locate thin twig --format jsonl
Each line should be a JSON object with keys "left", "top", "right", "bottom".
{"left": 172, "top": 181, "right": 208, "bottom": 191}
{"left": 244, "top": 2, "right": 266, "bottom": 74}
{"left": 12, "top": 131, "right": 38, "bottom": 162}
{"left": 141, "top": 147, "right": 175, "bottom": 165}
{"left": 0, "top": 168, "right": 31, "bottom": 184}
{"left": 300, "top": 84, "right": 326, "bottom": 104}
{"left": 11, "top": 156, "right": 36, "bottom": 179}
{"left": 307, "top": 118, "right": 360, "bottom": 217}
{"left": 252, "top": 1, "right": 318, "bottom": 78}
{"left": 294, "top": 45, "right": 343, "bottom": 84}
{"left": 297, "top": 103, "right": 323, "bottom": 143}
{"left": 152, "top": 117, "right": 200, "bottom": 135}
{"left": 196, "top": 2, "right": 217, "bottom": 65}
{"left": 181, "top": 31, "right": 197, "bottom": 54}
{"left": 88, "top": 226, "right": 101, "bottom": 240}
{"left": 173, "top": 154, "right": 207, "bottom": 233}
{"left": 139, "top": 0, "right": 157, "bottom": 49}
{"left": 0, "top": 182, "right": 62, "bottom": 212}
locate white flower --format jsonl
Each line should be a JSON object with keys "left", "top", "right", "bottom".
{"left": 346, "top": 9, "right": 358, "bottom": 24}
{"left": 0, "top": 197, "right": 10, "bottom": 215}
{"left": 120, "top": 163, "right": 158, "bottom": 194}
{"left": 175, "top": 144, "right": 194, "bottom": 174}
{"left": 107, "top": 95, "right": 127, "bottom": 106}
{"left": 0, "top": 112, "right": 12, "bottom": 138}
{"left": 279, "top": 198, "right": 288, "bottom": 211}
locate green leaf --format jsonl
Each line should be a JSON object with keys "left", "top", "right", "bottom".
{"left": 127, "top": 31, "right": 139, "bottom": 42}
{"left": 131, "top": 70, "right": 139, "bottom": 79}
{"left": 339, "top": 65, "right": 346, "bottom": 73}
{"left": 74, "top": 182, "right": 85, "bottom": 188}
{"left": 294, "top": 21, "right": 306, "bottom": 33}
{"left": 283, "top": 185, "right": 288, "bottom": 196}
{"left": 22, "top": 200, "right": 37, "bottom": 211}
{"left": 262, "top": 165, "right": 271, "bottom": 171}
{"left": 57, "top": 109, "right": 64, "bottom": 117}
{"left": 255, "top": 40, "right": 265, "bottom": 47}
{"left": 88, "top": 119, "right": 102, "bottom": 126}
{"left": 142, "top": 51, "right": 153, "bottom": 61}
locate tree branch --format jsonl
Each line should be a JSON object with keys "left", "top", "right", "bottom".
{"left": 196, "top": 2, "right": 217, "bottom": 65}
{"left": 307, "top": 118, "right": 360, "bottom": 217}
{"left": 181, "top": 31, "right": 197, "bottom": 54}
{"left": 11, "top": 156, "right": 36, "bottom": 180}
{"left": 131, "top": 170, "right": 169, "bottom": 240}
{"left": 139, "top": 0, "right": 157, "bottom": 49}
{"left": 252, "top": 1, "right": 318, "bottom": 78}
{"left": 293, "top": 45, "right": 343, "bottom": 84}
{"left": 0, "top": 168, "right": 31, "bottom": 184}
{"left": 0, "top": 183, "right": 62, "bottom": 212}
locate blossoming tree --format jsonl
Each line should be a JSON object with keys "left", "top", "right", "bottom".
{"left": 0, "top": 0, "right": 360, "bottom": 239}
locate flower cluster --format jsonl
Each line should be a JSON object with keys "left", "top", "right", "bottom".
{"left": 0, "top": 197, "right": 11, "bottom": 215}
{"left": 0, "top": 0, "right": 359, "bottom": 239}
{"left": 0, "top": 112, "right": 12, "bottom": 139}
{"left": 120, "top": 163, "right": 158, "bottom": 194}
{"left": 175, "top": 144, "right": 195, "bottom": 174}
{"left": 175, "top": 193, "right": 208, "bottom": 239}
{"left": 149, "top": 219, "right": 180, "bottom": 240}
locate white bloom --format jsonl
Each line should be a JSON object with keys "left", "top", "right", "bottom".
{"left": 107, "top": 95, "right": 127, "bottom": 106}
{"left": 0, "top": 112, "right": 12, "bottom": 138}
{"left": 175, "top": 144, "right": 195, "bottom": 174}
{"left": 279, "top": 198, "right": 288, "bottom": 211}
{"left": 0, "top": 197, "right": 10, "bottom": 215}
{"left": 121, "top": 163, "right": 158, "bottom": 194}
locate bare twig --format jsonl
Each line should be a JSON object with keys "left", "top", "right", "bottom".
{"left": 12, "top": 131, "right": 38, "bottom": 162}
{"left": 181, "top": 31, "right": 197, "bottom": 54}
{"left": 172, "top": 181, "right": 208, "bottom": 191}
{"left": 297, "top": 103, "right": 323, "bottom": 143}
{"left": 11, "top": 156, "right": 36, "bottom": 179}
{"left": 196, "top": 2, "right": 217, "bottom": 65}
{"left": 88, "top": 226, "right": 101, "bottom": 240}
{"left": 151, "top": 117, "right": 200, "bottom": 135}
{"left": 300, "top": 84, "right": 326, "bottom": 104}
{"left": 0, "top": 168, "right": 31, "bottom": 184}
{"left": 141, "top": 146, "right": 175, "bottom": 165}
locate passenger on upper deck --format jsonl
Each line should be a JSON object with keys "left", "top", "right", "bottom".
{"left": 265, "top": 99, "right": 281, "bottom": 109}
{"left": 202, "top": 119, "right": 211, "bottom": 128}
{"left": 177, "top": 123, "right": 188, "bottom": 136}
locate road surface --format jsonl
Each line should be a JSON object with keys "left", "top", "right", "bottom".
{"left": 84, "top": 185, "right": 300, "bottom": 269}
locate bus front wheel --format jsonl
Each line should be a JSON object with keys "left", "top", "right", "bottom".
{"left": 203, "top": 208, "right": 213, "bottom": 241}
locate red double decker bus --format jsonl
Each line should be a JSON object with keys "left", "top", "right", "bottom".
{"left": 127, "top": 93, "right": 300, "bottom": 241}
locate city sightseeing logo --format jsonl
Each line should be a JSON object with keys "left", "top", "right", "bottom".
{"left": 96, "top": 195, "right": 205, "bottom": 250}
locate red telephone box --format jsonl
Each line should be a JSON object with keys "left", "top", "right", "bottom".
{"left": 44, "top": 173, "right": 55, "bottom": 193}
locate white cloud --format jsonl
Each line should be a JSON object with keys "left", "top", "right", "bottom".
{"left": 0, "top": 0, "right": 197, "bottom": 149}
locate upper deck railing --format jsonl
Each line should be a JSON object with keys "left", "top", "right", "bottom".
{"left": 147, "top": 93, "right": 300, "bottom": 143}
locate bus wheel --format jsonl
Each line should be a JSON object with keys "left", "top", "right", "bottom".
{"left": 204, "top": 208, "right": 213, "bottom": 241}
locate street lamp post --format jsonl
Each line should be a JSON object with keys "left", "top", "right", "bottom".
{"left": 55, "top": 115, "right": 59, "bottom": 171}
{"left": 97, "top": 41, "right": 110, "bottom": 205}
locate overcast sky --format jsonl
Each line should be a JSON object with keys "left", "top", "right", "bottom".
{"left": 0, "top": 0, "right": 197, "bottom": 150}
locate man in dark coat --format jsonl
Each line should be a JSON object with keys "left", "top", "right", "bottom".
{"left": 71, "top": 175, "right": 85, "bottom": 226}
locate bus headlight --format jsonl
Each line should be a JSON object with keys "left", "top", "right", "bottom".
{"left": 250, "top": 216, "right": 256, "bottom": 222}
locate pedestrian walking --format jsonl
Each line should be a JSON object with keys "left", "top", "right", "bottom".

——————————

[Task to complete]: With the line that contains "locate overcast sky --format jsonl" as your start, reproduce the data above exactly through its last line, and nothing before that start.

[Exercise response]:
locate overcast sky --format jsonl
Each line should be a JSON object with keys "left", "top", "right", "bottom".
{"left": 0, "top": 0, "right": 197, "bottom": 150}
locate man in dark coat --format jsonl
Each line should be a JSON object with keys "left", "top", "right", "bottom".
{"left": 71, "top": 175, "right": 85, "bottom": 226}
locate bus headlight --format jsonl
Each line should be a JSON object with keys "left", "top", "right", "bottom".
{"left": 250, "top": 216, "right": 256, "bottom": 222}
locate pedestrian walking --format jsonl
Each line should be a JSON object with keys "left", "top", "right", "bottom".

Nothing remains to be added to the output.